**WORK ITEM A:** From the environmental commentary, write out the passage from "Indeed, we will" up to and including "to bicker about.".
**WORK ITEM B:**
Answer these questions using the environmental commentary:
(i) What does it say the modern day business community is determined to do?
(ii) What will Wall Street greaseheads be seen clutching as the oceans rise?
(iii) How is the green crowd considered now, compared with before?
**WORK ITEM C:** Summarize the environmental commentary in two sentences.

Humans are the worst thing that ever happened to planet Earth, and the modern day business community is determined to drive us all into extinction just as long as they can chisel out a profit each quarter along the way. As the oceans rise and wash away the filth and greed of America's capitalism, Wall Street greaseheads will be seen clutching their hyperinflated greenbacks as they shout through the bubbling water, "We beat earnings expectations!"

Indeed, we will all die someday. But some of us -- the green crowd -- hope we don't take this planet with us when we go. Some of us want to leave behind a planet that still functions for future generations. We used to be in the minority ("You damn tree huggers!"), but now we're almost considered mainstream. And as the hurricanes, earthquakes, tidal waves, freak freezes, tornados and other radical earth changes unfold over the next few years, even the most stubborn, desperate Republican holdouts and diehard polluters will eventually have to face up to the fact that if we don't start saving this planet, there's not going to be much of an economy to bicker about.

Image point grounding data

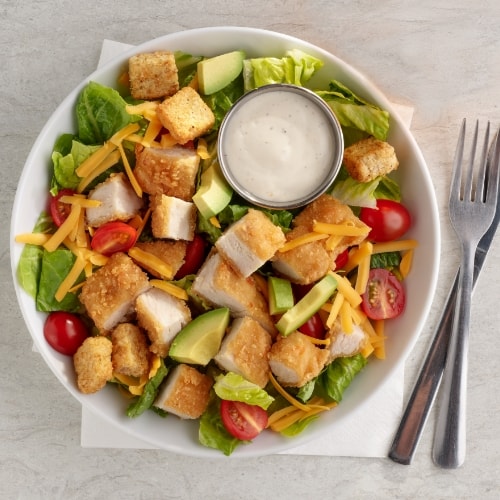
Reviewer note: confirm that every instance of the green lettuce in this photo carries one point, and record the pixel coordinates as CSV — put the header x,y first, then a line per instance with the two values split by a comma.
x,y
339,374
354,112
29,267
234,387
212,433
295,67
54,269
100,112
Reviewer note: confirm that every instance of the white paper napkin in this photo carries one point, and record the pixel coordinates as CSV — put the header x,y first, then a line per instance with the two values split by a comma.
x,y
354,437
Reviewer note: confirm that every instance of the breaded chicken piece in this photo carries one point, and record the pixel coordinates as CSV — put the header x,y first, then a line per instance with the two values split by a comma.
x,y
295,360
344,344
172,218
185,393
186,115
244,351
130,355
118,201
220,285
172,253
250,242
307,263
370,158
153,75
109,294
170,171
162,316
93,366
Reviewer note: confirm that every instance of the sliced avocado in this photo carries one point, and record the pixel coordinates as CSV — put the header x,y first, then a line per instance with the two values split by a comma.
x,y
218,72
199,341
307,306
214,192
280,295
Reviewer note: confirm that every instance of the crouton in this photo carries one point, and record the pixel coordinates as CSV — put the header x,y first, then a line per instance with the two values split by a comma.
x,y
307,263
153,75
172,218
93,366
109,294
344,344
244,351
185,393
130,354
250,242
118,201
220,285
185,115
370,158
171,171
295,360
162,316
172,253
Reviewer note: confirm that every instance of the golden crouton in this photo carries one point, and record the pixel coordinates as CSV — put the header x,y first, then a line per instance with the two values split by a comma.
x,y
170,171
370,158
185,115
109,294
172,253
186,392
153,75
172,218
244,351
130,355
295,360
93,364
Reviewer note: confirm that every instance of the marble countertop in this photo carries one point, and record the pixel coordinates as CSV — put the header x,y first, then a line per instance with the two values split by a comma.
x,y
438,58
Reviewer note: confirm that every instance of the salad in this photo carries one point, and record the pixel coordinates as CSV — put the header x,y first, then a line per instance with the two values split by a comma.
x,y
158,279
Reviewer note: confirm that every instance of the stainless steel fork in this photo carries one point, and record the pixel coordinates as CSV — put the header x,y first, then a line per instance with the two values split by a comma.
x,y
472,204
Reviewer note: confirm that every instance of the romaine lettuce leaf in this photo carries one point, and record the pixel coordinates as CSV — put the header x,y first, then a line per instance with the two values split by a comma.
x,y
234,387
353,111
30,263
100,112
339,374
212,432
55,267
295,67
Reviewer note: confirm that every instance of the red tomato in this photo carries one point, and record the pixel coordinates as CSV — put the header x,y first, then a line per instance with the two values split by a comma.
x,y
389,221
64,332
113,237
342,259
59,211
241,420
384,297
313,327
195,255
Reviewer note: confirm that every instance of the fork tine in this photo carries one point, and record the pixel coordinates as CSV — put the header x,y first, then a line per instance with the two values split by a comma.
x,y
457,163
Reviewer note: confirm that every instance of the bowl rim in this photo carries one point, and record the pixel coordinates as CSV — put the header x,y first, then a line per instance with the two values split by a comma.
x,y
360,84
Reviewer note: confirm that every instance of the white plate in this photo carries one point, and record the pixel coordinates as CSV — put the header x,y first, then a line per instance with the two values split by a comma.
x,y
418,194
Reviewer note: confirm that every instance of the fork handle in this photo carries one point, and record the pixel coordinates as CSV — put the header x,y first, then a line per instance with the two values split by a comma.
x,y
449,438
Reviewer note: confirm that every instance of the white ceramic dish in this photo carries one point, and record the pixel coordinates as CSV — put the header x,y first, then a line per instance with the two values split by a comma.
x,y
180,436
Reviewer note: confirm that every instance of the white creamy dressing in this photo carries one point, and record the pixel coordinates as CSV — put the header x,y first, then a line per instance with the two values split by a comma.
x,y
279,146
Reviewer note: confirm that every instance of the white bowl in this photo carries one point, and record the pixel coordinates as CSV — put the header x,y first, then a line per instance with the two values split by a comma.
x,y
418,194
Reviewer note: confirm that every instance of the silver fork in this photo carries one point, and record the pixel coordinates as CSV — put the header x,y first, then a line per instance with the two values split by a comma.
x,y
472,207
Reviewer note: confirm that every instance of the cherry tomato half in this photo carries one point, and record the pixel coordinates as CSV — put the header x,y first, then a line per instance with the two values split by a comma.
x,y
389,221
59,211
243,421
313,327
195,255
65,332
113,237
384,297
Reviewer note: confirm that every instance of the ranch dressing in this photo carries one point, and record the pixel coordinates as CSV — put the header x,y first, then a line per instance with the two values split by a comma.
x,y
279,146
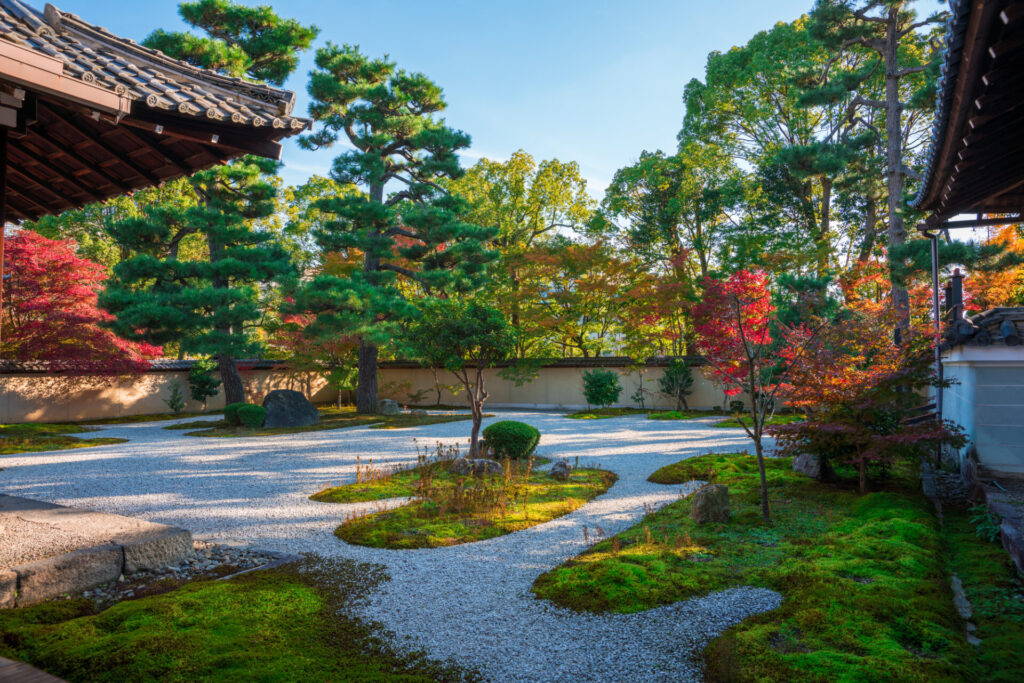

**RESPONSE BOX A:**
Indeed, we will all die someday. But some of us -- the green crowd -- hope we don't take this planet with us when we go. Some of us want to leave behind a planet that still functions for future generations. We used to be in the minority ("You damn tree huggers!"), but now we're almost considered mainstream. And as the hurricanes, earthquakes, tidal waves, freak freezes, tornados and other radical earth changes unfold over the next few years, even the most stubborn, desperate Republican holdouts and diehard polluters will eventually have to face up to the fact that if we don't start saving this planet, there's not going to be much of an economy to bicker about.

**RESPONSE BOX B:**
(i) Drive us all into extinction, as long as they can chisel out a profit each quarter along the way.
(ii) Their hyperinflated greenbacks.
(iii) They used to be in the minority, but now they are almost considered mainstream.

**RESPONSE BOX C:** The environmental commentary calls humans the worst thing that ever happened to Earth and says the business community will drive everyone into extinction for the sake of quarterly profit. It adds that the green crowd, once a minority and now almost mainstream, wants to leave a functioning planet for future generations, and that coming radical earth changes will force even diehard holdouts to accept that without saving the planet there will be little economy left.